A new Internet-based treatment program for teens with chronic fatigue syndrome has proven highly effective -- with nearly two-thirds reporting recovery after just 6 months.
Researchers in the Netherlands said the program -- Fatigue In Teenagers on the Internet (FITNET) -- is the first Web-based treatment for adolescents with the syndrome and has been found to be more effective than traditional therapies at reducing its symptoms.
Scientists, reporting online in The Lancet, said their research found that after just 6 months of treatment, 63 percent of adolescents receiving FITNET treatment reported that they had “recovered” – nearly eight times the recovery rate among those given standard care.
"With FITNET, effective treatment is within reach for any adolescent with CFS,” said Sanne Nijhof from the University Medical Centre Utrecht in The Netherlands, lead author of the study. “These findings stress the need for proper and rapid diagnosis and making medical professionals aware of adolescent CFS and the treatment options."
CFS causes persistent fatigue and other symptoms including poor concentration and memory, and muscle and joint pain. Cognitive behavioral therapy proven effective in treating afflicted teens, but a shortage of trained therapists has limited its availability.
For the new study, researchers recruited 135 adolescents who had CFS for almost 2 years; 68 were randomly assigned to receive FITNET treatment and 67 were given standard care involving individual and group therapy or graded exercise therapy.
After 6 months, adolescents in the FITNET program reported a reduction in severe fatigue (85 percent vs. 27 percent in the group receiving standard care). FITNET participants were also more likely to report normal physical functioning (78 percent vs. 20 percent) and full school attendance (75 percent vs. 16 percent).
"Web-based treatment has general advantages,” researchers noted. “It is available at any time, avoids face-to-face treatment barriers (i.e., treatment delay due to poor accessibility, inconvenience of scheduling appointments, missing school or work, travelling to or from a clinician's office), and reduces treatment time and costs."
FITNET is similar to cognitive behavior therapy – which aims to change thinking patterns – but takes place online, as opposed to the face-to-face counseling in traditional treatment. Participants logged onto a site to send and receive e-mails from therapists.

• [Exercise data]:
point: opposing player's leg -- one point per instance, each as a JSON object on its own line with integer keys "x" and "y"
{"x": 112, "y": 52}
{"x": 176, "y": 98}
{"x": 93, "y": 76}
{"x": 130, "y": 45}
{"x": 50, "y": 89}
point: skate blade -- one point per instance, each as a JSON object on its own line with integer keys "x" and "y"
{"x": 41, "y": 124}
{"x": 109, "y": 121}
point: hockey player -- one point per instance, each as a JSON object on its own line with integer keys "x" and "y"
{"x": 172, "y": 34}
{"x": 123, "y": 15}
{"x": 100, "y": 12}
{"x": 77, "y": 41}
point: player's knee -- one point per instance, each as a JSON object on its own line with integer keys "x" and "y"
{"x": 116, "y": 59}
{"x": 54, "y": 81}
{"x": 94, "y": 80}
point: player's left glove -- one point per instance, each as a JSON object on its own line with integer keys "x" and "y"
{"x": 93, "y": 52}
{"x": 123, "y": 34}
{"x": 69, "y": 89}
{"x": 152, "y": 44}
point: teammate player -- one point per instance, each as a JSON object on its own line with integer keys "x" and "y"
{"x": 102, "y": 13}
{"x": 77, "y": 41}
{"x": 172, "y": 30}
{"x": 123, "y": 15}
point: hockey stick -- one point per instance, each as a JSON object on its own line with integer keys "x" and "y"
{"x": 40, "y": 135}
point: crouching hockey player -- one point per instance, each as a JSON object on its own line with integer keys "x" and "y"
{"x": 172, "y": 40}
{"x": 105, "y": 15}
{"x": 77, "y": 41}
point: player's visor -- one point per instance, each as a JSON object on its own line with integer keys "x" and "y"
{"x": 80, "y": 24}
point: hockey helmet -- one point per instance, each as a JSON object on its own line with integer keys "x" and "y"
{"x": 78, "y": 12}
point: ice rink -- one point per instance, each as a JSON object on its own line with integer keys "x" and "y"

• [Required action 1]: In the FITNET article, how many adolescents did the researchers recruit for the new study?
• [Required action 2]: Using the FITNET article, explain why the researchers say Web-based treatment has general advantages.
• [Required action 3]: Quote the part of the FITNET article that opens with the words containing "For the new" and closes with "vs. 16 percent).".

• [Answer box 1]: 135 adolescents.

• [Answer box 2]: It is available at any time and avoids the barriers of face-to-face treatment, such as delays from poor accessibility, the inconvenience of scheduling appointments, missing school or work, and traveling to a clinician's office. It also reduces treatment time and costs.

• [Answer box 3]:
For the new study, researchers recruited 135 adolescents who had CFS for almost 2 years; 68 were randomly assigned to receive FITNET treatment and 67 were given standard care involving individual and group therapy or graded exercise therapy.
After 6 months, adolescents in the FITNET program reported a reduction in severe fatigue (85 percent vs. 27 percent in the group receiving standard care). FITNET participants were also more likely to report normal physical functioning (78 percent vs. 20 percent) and full school attendance (75 percent vs. 16 percent).